----- MATERIAL FOR THE TASK

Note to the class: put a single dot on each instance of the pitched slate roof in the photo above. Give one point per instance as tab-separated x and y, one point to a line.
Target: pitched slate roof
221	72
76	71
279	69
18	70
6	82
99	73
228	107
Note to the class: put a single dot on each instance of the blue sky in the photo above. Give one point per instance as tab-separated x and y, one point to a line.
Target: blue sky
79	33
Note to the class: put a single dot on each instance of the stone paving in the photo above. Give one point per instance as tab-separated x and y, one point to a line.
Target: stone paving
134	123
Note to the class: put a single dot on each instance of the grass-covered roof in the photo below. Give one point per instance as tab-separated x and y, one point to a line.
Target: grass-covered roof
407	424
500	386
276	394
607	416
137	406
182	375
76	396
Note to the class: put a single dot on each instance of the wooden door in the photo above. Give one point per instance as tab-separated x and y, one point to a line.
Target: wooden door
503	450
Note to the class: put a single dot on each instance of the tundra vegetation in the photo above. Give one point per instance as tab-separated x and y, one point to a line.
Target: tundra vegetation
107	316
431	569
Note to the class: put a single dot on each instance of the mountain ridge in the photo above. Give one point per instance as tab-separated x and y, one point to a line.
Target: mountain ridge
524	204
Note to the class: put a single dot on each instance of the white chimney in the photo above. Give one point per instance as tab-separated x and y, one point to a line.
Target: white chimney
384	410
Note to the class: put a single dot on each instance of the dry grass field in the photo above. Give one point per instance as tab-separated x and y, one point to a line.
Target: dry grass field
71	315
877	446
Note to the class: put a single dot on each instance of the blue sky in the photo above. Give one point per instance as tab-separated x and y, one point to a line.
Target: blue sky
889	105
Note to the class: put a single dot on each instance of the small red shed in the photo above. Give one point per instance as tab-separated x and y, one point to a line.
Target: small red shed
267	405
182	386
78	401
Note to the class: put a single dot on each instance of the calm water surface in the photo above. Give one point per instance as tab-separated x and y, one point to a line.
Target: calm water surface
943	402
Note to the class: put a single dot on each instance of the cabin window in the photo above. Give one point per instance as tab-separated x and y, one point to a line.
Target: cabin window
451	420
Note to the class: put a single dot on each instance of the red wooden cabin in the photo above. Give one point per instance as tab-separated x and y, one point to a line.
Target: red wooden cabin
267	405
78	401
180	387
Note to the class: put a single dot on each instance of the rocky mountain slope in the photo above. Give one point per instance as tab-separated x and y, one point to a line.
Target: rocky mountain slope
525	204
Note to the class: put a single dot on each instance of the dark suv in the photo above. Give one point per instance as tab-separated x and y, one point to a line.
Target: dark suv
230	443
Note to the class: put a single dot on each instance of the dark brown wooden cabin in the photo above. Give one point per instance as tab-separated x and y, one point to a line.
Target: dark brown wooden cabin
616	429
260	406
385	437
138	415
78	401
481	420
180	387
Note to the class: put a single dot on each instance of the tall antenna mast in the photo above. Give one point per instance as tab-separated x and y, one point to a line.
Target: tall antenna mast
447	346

----------

* EXERCISE AIM
Copy out the lines of the data verbatim, starting with the line that contains "of the tall" and continuing through the end of the data.

* TASK ANSWER
Note to the class: put a single dot on each instance of the tall antenna mast in the photo above. Give one point per instance as tab-separated x and y, one point to a line.
Target: tall antenna mast
447	346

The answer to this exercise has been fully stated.